#### Material to process:
------------
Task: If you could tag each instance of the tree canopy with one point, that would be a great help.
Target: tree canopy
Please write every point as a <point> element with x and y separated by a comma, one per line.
------------
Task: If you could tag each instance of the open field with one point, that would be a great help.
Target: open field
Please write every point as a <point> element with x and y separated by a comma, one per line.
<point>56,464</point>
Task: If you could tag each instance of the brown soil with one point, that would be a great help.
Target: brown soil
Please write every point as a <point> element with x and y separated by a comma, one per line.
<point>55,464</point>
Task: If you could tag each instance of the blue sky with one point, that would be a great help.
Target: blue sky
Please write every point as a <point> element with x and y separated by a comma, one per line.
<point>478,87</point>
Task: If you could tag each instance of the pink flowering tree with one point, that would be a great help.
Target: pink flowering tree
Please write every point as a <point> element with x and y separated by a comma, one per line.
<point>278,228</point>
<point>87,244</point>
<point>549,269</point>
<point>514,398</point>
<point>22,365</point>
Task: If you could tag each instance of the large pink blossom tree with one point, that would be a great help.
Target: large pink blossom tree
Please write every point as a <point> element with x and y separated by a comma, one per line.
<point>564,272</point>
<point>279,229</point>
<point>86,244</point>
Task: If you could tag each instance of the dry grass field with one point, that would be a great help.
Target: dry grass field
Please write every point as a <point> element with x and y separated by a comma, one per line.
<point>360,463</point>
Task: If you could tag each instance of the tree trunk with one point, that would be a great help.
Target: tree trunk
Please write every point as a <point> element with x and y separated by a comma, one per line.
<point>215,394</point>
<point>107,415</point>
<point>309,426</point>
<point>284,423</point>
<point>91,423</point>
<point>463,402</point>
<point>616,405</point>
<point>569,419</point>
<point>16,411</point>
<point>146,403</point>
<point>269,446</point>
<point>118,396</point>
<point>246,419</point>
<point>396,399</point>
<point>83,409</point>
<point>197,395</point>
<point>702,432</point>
------------
#### Aim of the exercise:
Using the entries above, extract exactly the span from the line with "Task: If you could tag each instance of the pink" to the line with "Target: large pink blossom tree", both lines included; leave out everything else.

#### Answer box:
Task: If you could tag each instance of the pink flowering tree with one point, that would be a great help.
Target: pink flowering tree
Please write every point as a <point> element with x and y separated by a comma, one per line.
<point>278,228</point>
<point>87,244</point>
<point>549,269</point>
<point>514,398</point>
<point>22,365</point>
Task: If you could tag each instance of the large pink blossom tree with one point, that would be a great help.
Target: large pink blossom tree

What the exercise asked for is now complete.